→ Task goal:
Repeat all of the records below word for word, without changing anything.

→ Excerpted records:

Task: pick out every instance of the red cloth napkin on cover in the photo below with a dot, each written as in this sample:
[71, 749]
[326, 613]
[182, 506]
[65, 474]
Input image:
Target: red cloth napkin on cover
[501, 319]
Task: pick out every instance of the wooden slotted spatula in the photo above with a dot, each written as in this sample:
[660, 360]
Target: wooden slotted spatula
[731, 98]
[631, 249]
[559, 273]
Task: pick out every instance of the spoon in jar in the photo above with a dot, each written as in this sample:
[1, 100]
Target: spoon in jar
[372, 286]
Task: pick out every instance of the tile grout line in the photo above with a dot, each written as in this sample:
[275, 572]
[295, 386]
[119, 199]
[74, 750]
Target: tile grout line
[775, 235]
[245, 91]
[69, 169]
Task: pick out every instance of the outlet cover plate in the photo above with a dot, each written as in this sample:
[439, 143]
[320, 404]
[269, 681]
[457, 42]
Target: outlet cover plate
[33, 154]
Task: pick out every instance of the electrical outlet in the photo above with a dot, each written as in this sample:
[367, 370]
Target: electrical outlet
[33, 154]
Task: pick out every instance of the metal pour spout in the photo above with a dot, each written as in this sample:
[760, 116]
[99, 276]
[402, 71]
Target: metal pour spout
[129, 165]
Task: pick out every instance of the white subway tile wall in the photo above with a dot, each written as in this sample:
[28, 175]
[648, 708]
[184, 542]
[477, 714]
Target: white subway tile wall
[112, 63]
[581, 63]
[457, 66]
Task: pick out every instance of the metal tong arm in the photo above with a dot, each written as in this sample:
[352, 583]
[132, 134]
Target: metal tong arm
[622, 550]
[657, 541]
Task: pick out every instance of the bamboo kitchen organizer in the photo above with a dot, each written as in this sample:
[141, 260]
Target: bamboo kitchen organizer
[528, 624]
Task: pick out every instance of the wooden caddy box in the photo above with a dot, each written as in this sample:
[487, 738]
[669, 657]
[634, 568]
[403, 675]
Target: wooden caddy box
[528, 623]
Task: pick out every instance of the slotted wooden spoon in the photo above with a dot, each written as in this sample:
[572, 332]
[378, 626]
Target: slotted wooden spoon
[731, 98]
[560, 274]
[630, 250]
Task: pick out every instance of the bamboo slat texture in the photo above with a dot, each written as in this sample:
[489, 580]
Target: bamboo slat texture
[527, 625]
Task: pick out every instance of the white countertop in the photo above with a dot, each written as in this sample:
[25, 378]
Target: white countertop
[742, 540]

→ Reply to the exercise:
Task: pick out every instance of the red cloth napkin on cover in the photo below with a dot, each written as in this sample:
[71, 749]
[326, 613]
[182, 506]
[65, 474]
Input image:
Target: red cloth napkin on cover
[501, 319]
Task: pick out every instance of the wooden slotted spatula in the photo above with a dot, each written as in this sample:
[660, 360]
Target: wooden slotted spatula
[731, 98]
[631, 249]
[559, 273]
Task: pick out every instance of the spoon in jar in the photo above with a dot, each written as in this sample:
[1, 100]
Target: spoon in jar
[372, 286]
Task: pick out every instance of the tile grout line in the photo above with a dot, each written as in this sample:
[275, 572]
[295, 386]
[119, 199]
[74, 750]
Target: tile grout line
[775, 235]
[245, 91]
[69, 169]
Task: pick out every instance of the outlet cover plate in the photo above with a dot, each written as in this sample:
[439, 143]
[320, 404]
[269, 681]
[457, 42]
Target: outlet cover plate
[33, 154]
Task: pick out every instance of the electrical outlet in the photo above with a dot, each written as in this sample:
[367, 370]
Target: electrical outlet
[33, 154]
Task: pick out every instance of the metal pour spout in the photo above with a dot, each written as in this sample:
[760, 116]
[99, 276]
[402, 71]
Target: metal pour spout
[129, 165]
Task: pick out every instance of the white subway tile wall in the photo above with a dot, each written as in this sample:
[28, 175]
[648, 708]
[184, 542]
[477, 714]
Target: white subway tile wall
[112, 63]
[581, 63]
[457, 66]
Task: pick out every instance of the metal tong arm in the photo above with a dot, each written as in this sample:
[352, 583]
[132, 134]
Target: metal tong arm
[622, 550]
[657, 541]
Task: pick out every instance of the bamboo kitchen organizer in the photo above with a dot, each written as in this sample:
[141, 260]
Target: bamboo kitchen organizer
[528, 624]
Task: pick out every instance of the wooden caddy box in the photo above with a dot, each written as in this sample:
[487, 738]
[669, 657]
[634, 568]
[403, 675]
Target: wooden caddy box
[528, 623]
Task: pick out every instance of the slotted wooden spoon in the photo above with a dot, each written as in this sample:
[572, 332]
[378, 626]
Target: slotted wooden spoon
[731, 98]
[560, 274]
[630, 250]
Task: pick out every instance of the bamboo slat texture in the photo above with a dot, each written as in this sample:
[489, 580]
Target: bamboo slat texture
[527, 625]
Task: pick out every instance of the white countertop in the photo above with a dot, each written as in this sample:
[25, 378]
Target: white countertop
[742, 540]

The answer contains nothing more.